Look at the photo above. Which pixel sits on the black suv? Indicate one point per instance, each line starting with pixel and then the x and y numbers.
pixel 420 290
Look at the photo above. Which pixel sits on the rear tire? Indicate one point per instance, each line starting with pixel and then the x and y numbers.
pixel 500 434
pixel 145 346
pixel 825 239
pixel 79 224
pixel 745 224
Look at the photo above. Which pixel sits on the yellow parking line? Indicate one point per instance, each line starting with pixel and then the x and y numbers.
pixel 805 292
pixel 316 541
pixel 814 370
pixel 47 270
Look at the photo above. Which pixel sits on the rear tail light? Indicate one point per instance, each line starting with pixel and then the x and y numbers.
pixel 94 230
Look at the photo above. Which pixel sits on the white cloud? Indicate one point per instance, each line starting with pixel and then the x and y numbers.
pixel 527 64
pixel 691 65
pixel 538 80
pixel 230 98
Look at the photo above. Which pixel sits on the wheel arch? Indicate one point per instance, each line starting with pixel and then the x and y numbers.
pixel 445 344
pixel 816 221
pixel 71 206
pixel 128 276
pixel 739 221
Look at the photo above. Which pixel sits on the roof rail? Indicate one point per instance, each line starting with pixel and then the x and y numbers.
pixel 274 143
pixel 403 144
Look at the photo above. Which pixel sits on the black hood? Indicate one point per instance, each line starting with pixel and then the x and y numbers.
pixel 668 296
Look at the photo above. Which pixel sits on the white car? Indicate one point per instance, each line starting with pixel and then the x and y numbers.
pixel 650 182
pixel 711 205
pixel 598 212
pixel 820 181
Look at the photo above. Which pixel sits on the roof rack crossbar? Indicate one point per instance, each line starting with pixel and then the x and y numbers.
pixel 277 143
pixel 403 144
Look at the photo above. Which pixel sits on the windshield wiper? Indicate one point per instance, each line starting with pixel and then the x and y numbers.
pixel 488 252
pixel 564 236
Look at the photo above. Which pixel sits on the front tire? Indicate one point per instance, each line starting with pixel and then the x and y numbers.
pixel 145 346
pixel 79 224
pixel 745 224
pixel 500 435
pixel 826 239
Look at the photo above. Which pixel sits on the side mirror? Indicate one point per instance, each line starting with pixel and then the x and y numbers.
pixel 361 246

########

## Objective
Reproduce every one of the entries above, word for word and in the same order.

## Exercise answer
Look at the photo above. Which pixel sits on the black suv? Indicate one point per instance, each line starting with pixel and then the x and y numbers.
pixel 420 290
Look at the photo above. Which pixel sits on the rear tire? Indicate one point per instance, each line starting with pixel and then the x and y numbers.
pixel 500 434
pixel 145 346
pixel 825 239
pixel 79 224
pixel 745 224
Look at the photo above. Which pixel sits on the yellow parking line? Indicate one point per instance, each line starting with pixel and then the x and y numbers.
pixel 805 292
pixel 316 541
pixel 814 370
pixel 47 270
Look at the photo above. Which pixel sits on the rear tail light? Indicate one point per instance, each line starting with pixel and then the x and y numbers.
pixel 94 230
Look at the photo above. Which pixel sits on the white cloud? Indicate one point per instance, each line starting with pixel and then the x and y numbers.
pixel 527 64
pixel 691 65
pixel 538 80
pixel 230 98
Look at the photo above. Which pixel sits on the wheel arch? Indicate one point per instance, each line starting with pixel and then the x and y numbers.
pixel 445 344
pixel 816 221
pixel 71 206
pixel 128 276
pixel 739 221
Look at the photo above. Which pixel sits on the roof rail? Indicate one point per instance, each line starting with pixel and then the x and y numbers.
pixel 274 143
pixel 403 144
Look at the photo above. Which pixel sits on the black hood? Indicate one point per instance, each line starting with pixel and then the x and y numbers.
pixel 668 296
Look at the photo above. Which pixel sits on the white car? Indicate one point per instance, each line starting with pixel and then the x and y numbers.
pixel 650 182
pixel 711 205
pixel 598 212
pixel 820 181
Look at the photo above. Which pixel sits on the roof rack crossbar? Indicate one point per instance, each line starting with pixel and then the x and y numbers.
pixel 277 143
pixel 403 144
Look at the photo above. Which pixel sits on the windshield wiper? Indicate one point per instance, each line starting with pixel and then the x and y numbers.
pixel 488 252
pixel 564 236
Look at the photo above. Which pixel sits on the front tire? Indicate one point per instance, each line starting with pixel and then the x and y numbers.
pixel 145 346
pixel 79 224
pixel 745 224
pixel 500 435
pixel 826 239
Look at the photo above. Which pixel sits on the side mirror? Indicate one point per instance, each line starting with pixel and then the x and y numbers.
pixel 361 246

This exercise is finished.